======== SUPPLIED MATERIAL ========

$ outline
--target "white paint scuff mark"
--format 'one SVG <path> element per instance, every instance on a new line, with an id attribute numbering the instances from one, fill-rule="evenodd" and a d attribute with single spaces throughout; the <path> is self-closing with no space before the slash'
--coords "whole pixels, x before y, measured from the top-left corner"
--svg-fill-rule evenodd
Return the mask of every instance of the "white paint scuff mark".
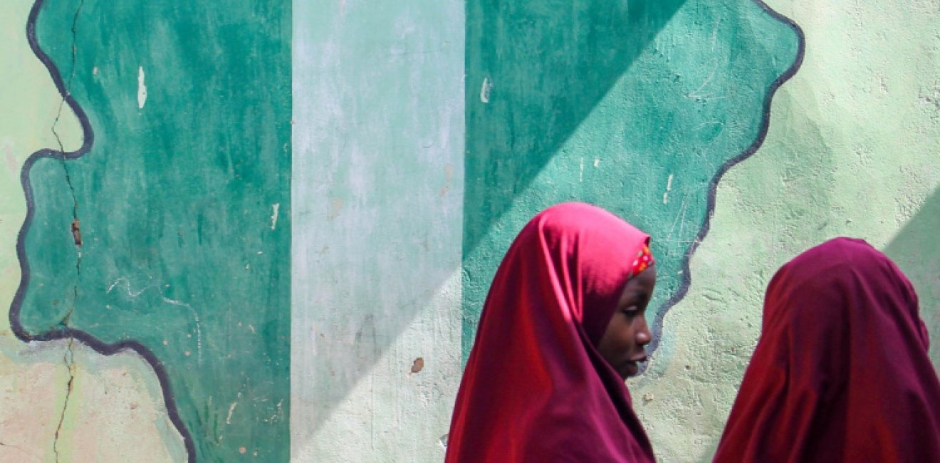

========

Reproduce these lines word for word, leaving the pictures out of your answer.

* FINAL ANSWER
$ outline
--target "white paint scuff mark"
--format 'one SVG <path> element per instance, every instance on a new line, with an id attribute numbering the instances from one, fill-rule="evenodd" and a d attribute with single spaces throughout; the <path> is self-closing with no space before the slash'
--coords "whole pixels, x before y, measured from the top-left corner"
--svg-fill-rule evenodd
Return the mask of every instance of the "white paint scuff mark".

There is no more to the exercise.